The vehicle depot in Tiji was struck on Wednesday, 25 May 2011, by a Tornado GR4 and a Typhoon FGR4 which between them dropped nine bombs on the facility.
In a demonstration of the flexibility of the RAF’s combination of Tornado and Typhoon, the mission was originally tasked to strike eight points. A ninth was added based on information received during the mission.
The Typhoon dropped four Enhanced Paveway II bombs, the first time it has done that operationally, while the Tornado used five Paveway IV bombs, again a first for that aircraft. Both weapon types have laser and GPS guidance for accuracy.
All nine struck their intended target points on the Gaddafi-regime storage facility, and the complementary capabilities of the 1,000-pound (454kg) Enhanced Paveway II and 500-pound (227kg) Paveway IV bombs ensured that the facility was completely destroyed.
The vehicle depot at Tiji had been supporting regime attacks on the civilian population in the Jebel Nafusa region, south west of Tripoli.
These strikes take the total RAF strikes in deliberate operations in a 36-hour period to 17, all of them direct hits. At the same time, the RAF has maintained its commitment to dynamic targeting missions. In that role RAF pilots have destroyed Gaddafi-regime artillery threatening Misurata.
On Tuesday, 24 May 2011, RAF aircraft attacked four of Colonel Gaddafi’s heavy armoured vehicles deployed near the Libyan city of Zlitan - all four were destroyed or badly damaged.
On the same day RAF Tornado and Typhoon jets also attacked a Libyan coastal radar station near Brega, which was destroyed with a single dual-mode seeker Brimstone missile. While the missile is designed for use against vehicles, and usually only used in that role, it was chosen as the most appropriate weapon for a precision strike.
The relatively small warhead on the Brimstone missile meant that the aircrew could destroy the radar unit without destroying the building, and also ensure the risk of death and injury was minimised.
Last Friday, 20 May 2011, two RAF aircraft struck at five multiple rocket launchers in the vicinity of Tripoli.
The Chief of the Defence Staff’s Strategic Communications Officer, Major General John Lorimer, said:
By striking at these weapons RAF pilots have removed the ability of Colonel Gaddafi’s forces to use them to attack Libyan civilians.

#### Data lines:
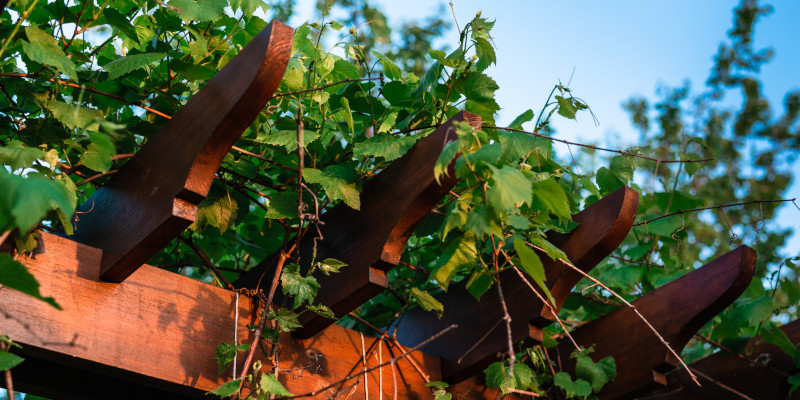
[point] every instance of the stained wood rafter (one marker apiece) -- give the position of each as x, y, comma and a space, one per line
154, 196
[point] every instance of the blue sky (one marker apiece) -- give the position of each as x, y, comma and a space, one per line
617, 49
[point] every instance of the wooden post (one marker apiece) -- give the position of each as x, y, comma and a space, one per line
==
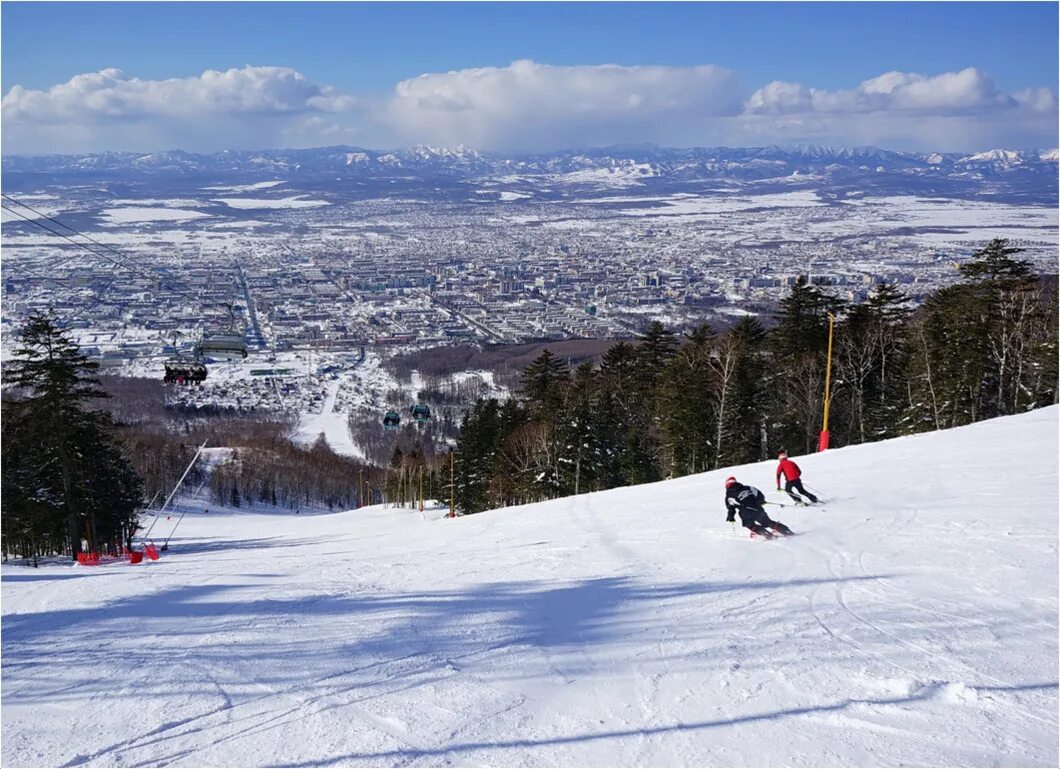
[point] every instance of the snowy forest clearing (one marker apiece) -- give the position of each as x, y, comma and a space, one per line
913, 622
* * *
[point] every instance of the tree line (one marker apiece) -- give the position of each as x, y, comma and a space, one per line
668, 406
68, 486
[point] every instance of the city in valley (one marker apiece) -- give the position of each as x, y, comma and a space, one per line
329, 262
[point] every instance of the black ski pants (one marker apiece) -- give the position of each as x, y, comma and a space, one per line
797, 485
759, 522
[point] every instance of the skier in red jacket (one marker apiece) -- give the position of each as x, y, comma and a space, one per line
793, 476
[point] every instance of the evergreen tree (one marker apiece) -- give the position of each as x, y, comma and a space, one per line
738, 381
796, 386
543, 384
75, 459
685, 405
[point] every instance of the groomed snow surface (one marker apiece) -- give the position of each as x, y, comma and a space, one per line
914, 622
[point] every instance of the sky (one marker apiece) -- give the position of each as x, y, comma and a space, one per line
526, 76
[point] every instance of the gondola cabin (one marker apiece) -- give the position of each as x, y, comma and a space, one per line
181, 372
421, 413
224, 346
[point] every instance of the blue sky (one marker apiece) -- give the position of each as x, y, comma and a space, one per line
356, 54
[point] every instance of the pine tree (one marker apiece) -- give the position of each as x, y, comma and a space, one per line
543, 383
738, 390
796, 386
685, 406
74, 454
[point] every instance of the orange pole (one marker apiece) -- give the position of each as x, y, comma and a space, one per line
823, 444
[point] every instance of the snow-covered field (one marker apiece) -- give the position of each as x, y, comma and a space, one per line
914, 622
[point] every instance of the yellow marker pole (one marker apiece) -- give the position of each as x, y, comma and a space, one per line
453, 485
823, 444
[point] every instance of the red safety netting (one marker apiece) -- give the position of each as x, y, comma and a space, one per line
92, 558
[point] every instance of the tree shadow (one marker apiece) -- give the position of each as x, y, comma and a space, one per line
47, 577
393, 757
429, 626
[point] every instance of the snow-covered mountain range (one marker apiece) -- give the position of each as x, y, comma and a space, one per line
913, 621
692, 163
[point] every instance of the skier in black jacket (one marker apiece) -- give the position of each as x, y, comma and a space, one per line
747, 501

#### Goal:
Using the passage on the RAF strikes in Libya, say whether each statement agrees with it, answering yes or no and quoting the deciding words: (a) The Typhoon dropped five Paveway IV bombs on the Tiji depot. (b) The Tiji mission was first tasked to strike eight points. (c) The coastal radar station near Brega was destroyed with one Brimstone missile. The records have nothing to do with the passage.

#### Answer for the task:
(a) No: "The Typhoon dropped four Enhanced Paveway II bombs"
(b) Yes: "the mission was originally tasked to strike eight points"
(c) Yes: "which was destroyed with a single dual-mode seeker Brimstone missile"